**** Pasaje proporcionado ****

A diferencia de lo que sostenían los sofistas, esto significa que mundo y lenguaje tienen una relación indirecta. El primero es un orden de objetos con propiedades y rasgos que no dependen de nuestras convenciones. Cuando conocemos las características propias de un objeto nos formamos una imagen que reúne esas peculiaridades y que no cambia a pesar de que las expresemos por medio de lenguajes distintos. Por ejemplo, las palabras “caballo”, “horse” y “cheval” son distintas, pertenecen a idiomas diferentes, pero se refieren a un mismo objeto: un mamífero cuadrúpedo de cuarenta dientes.

**** Datos mostrados ****

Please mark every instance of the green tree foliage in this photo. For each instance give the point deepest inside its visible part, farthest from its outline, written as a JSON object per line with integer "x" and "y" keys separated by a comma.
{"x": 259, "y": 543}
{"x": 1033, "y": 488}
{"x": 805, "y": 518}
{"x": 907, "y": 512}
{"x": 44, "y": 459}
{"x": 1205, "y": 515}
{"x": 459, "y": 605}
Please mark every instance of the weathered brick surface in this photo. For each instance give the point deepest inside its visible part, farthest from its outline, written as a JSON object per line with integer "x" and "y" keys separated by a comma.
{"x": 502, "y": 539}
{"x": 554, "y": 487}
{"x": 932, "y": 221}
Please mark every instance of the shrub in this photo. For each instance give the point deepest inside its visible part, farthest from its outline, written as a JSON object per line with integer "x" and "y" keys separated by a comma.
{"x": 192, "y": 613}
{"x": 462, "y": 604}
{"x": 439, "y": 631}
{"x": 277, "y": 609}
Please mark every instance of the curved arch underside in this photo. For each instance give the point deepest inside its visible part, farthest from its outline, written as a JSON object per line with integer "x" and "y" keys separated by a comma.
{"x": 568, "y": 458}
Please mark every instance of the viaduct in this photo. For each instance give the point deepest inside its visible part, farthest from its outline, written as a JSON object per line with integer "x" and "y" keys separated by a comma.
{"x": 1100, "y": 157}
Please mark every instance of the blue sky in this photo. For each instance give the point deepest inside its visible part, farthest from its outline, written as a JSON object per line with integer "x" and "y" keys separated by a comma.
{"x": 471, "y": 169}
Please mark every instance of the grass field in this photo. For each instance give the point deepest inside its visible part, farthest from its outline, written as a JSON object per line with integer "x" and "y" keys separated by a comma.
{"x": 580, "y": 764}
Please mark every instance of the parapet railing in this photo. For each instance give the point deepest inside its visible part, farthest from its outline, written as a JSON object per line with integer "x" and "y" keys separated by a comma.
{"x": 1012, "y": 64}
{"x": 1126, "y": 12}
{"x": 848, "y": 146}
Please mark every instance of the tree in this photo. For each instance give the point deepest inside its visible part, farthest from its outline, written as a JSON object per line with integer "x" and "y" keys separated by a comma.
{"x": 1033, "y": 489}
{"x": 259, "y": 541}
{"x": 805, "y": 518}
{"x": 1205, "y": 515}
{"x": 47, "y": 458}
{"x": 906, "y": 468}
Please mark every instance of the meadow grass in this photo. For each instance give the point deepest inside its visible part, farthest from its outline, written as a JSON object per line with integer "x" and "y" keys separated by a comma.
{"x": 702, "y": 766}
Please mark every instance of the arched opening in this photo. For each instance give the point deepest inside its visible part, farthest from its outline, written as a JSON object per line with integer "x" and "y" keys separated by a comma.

****

En el pasaje sobre el mundo y el lenguaje, ¿a qué objeto se refieren las palabras “caballo”, “horse” y “cheval”?

* Respuesta escrita *
A un mismo objeto: un mamífero cuadrúpedo de cuarenta dientes.